TEXT BLOCK:
Ahmia search engine use elasticsearch to index content.
pip install -r requirements.txt
Ensure that you default version is python3:
python --version
example.env
contains some default values that should work out of the box. Copy this to .env
to create
your own instance of environment settings:
cp example.env .env
Review the .env
file to ensure that it fits your needs. Make any modifications needed there.
Default configuration is enough to run index in dev mode. Here is suggestion for a more secure configuration
elasticsearch - nofile unlimited
elasticsearch soft memlock unlimited
elasticsearch hard memlock unlimited
As a general rule, you should set -Xms and -Xmx to the SAME value, which should be 50% of your total available RAM.
-Xms15g
-Xmx15g
MAX_OPEN_FILES=unlimited
MAX_LOCKED_MEMORY=unlimited
bootstrap.mlockall: true
script.engine.groovy.inline.update: on
script.engine.groovy.inline.aggs: on
# systemctl start elasticsearch
curl -XPUT 'http://localhost:9200/_all/_settings?preserve_existing=true' -d '{
"index.max_result_window" : "30000"

INFORMATION SUPPLIED:
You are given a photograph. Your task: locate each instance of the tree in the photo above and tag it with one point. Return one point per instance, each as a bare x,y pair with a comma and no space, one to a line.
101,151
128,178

WRITTEN INSTRUCTION: Continue the Ahmia Elasticsearch setup instructions from the point where they stop.

WRITTEN REPLY:
}'
Please do this when running for the first time
$ bash setup_index.sh
Alternatively you could set up the indices manually, somehow like this:
$ curl -XPUT -i "localhost:9200/tor-2018-01/" -H 'Content-Type: application/json' -d "@./mappings_tor.json"
$ curl -XPUT -i "localhost:9200/i2p-2018-01/" -H 'Content-Type: application/json' -d "@./mappings_i2p.json"
$ curl -XPUT -i "localhost:9200/tor-2018-02/" -H 'Content-Type: application/json' -d "@./mappings_tor.json"
$ curl -XPUT -i "localhost:9200/i2p-2018-02/" -H 'Content-Type: application/json' -d "@./mappings_i2p.json"
...
...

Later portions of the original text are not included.